PASSAGE SHOWN:
His scenery is categorized into coastal and rural landscape. Lee’s paintings of that time display a peaceful sight with mountains, fields and villages, however, they seem rather phantasmal and dream-like, not real. Mountains, trees and fields are similar to fleecy clouds or a cluster of clouds. The curved surface that is softly bent like a mollusk continuously creates a certain image. This is a scene motivated by reality but involves the sight of a dream or Nirvana, as the author is viewing reality through the channel of a dream. It is the outcome of Lee’s unique consciousness, trying to replace reality with a dream. While most surrealistic methods are uncanny and gloomy, Lee’s paintings are bright and cheerful. Dynamic lines and pompous colors evoke a dreamy ambience on the entire canvas.  
What is the reason behind this bright and optimistic dreamy scenery? It seems that it is closely related to Lee’s origins. He was born in Tongyoung, on the southern coast of Korea, which boasts scenic coasts and beautiful islands and ships. While viewing Lee’s fantastic picture, a viewer could have the illusion of standing off the beautiful coast of Tongyoung. The bright and profound colors in his paintings are based on the colors of the sky there. Generally, an artist is largely affected by the surroundings of where he or she is raised. In particular, an environment with abundant natural conditions forms intimate and friendly relations with man. A man appreciates the nature’s benefits and sings a song about it. Leaving aside Bringer’s assertion, the bright and luxuriousness that artists from the south of Korea have, are the outcome of the affluent benefits offered by Mother Nature. Tongyoung is one of the purest and cleanest sea areas on the southern coast and has no match in terms of natural conditions. It is no coincidence that so many artists were born in this city.  
Apparently, the wonders of nature such as the sea, lakes, an indented coastline and endless small islands have been embodied in local people’s minds and inspired numerous artistic works. Lee Han-Woo’s third stage work (early 1980s) show yet another difference compared with pieces from the second stage of his artistic career. His subjects are still coastlines and rural villages. However, unlike his second phase when landscapes had hints of dreams and fantasies, his works after 1980s exhibit the definitive contours of subjects with a bold black line. In other words, contrary to the previous paintings that distinguished subjects with colors and without outline, every object is differentiated with a line. It is scenery with specific figures rather than a dreamy sight. Thick and black contours seem distinct and powerful such as a blood vessel or a wrinkle. This is reminiscent of xylographic art, vivid and sharp as if carving an image with a chisel.

Location identification listing:

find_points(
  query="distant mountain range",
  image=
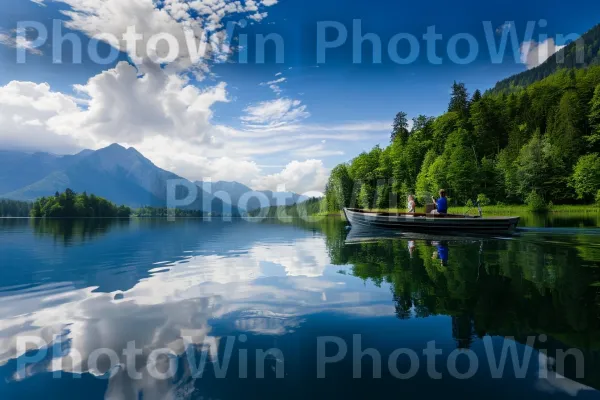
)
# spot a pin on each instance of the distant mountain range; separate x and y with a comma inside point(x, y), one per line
point(123, 176)
point(236, 191)
point(568, 57)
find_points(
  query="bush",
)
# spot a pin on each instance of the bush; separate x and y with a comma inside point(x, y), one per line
point(483, 200)
point(535, 202)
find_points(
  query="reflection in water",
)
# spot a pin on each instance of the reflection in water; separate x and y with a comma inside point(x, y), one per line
point(188, 286)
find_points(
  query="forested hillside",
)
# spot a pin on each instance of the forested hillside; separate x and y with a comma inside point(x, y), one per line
point(72, 205)
point(536, 145)
point(12, 208)
point(565, 58)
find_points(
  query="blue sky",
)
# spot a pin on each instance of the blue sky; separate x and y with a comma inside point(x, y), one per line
point(264, 124)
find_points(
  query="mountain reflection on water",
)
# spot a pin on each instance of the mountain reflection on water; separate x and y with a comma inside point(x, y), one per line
point(85, 285)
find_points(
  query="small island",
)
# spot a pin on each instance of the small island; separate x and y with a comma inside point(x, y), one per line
point(73, 205)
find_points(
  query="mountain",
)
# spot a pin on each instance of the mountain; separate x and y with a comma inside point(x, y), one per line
point(591, 56)
point(19, 169)
point(123, 176)
point(233, 192)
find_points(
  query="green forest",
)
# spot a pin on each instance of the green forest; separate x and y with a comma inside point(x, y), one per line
point(536, 145)
point(14, 209)
point(72, 205)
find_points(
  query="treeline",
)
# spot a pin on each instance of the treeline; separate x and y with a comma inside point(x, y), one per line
point(583, 52)
point(306, 208)
point(72, 205)
point(535, 145)
point(13, 208)
point(163, 212)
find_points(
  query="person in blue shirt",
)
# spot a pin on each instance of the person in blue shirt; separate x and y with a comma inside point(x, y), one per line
point(441, 204)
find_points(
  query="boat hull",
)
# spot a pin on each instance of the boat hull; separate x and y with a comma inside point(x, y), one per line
point(430, 222)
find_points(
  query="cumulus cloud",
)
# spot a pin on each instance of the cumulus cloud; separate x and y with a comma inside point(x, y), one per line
point(300, 177)
point(27, 110)
point(274, 85)
point(275, 113)
point(128, 107)
point(504, 27)
point(535, 53)
point(197, 26)
point(18, 42)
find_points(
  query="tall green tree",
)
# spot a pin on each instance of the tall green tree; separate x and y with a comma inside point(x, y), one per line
point(586, 177)
point(400, 127)
point(593, 139)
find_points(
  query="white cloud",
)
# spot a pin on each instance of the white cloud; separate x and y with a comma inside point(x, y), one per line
point(274, 85)
point(128, 107)
point(275, 113)
point(297, 176)
point(534, 53)
point(202, 18)
point(18, 42)
point(504, 27)
point(317, 150)
point(26, 109)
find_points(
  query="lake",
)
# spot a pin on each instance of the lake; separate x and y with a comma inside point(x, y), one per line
point(151, 309)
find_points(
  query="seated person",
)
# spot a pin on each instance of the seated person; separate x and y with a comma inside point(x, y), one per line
point(411, 204)
point(441, 204)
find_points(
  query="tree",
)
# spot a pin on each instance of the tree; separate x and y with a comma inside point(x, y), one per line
point(339, 188)
point(72, 205)
point(476, 96)
point(567, 127)
point(586, 176)
point(486, 122)
point(540, 170)
point(459, 100)
point(400, 128)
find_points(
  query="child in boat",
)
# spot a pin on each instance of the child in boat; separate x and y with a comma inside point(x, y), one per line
point(411, 204)
point(441, 204)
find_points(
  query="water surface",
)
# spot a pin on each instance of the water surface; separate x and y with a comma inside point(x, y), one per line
point(83, 291)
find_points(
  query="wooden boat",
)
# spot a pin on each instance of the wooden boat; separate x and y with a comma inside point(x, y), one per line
point(430, 222)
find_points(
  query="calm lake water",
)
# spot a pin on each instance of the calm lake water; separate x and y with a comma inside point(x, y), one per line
point(150, 309)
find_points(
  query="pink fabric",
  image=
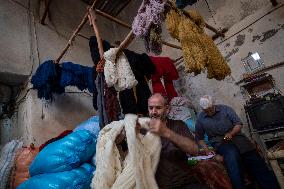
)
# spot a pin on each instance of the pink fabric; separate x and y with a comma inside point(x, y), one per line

DIRECTIONS: Can you write out the passage on Lee Han-Woo's landscape paintings word for word, from "His scenery is" to "the entire canvas."?

RESULT OF THIS TASK:
His scenery is categorized into coastal and rural landscape. Lee’s paintings of that time display a peaceful sight with mountains, fields and villages, however, they seem rather phantasmal and dream-like, not real. Mountains, trees and fields are similar to fleecy clouds or a cluster of clouds. The curved surface that is softly bent like a mollusk continuously creates a certain image. This is a scene motivated by reality but involves the sight of a dream or Nirvana, as the author is viewing reality through the channel of a dream. It is the outcome of Lee’s unique consciousness, trying to replace reality with a dream. While most surrealistic methods are uncanny and gloomy, Lee’s paintings are bright and cheerful. Dynamic lines and pompous colors evoke a dreamy ambience on the entire canvas.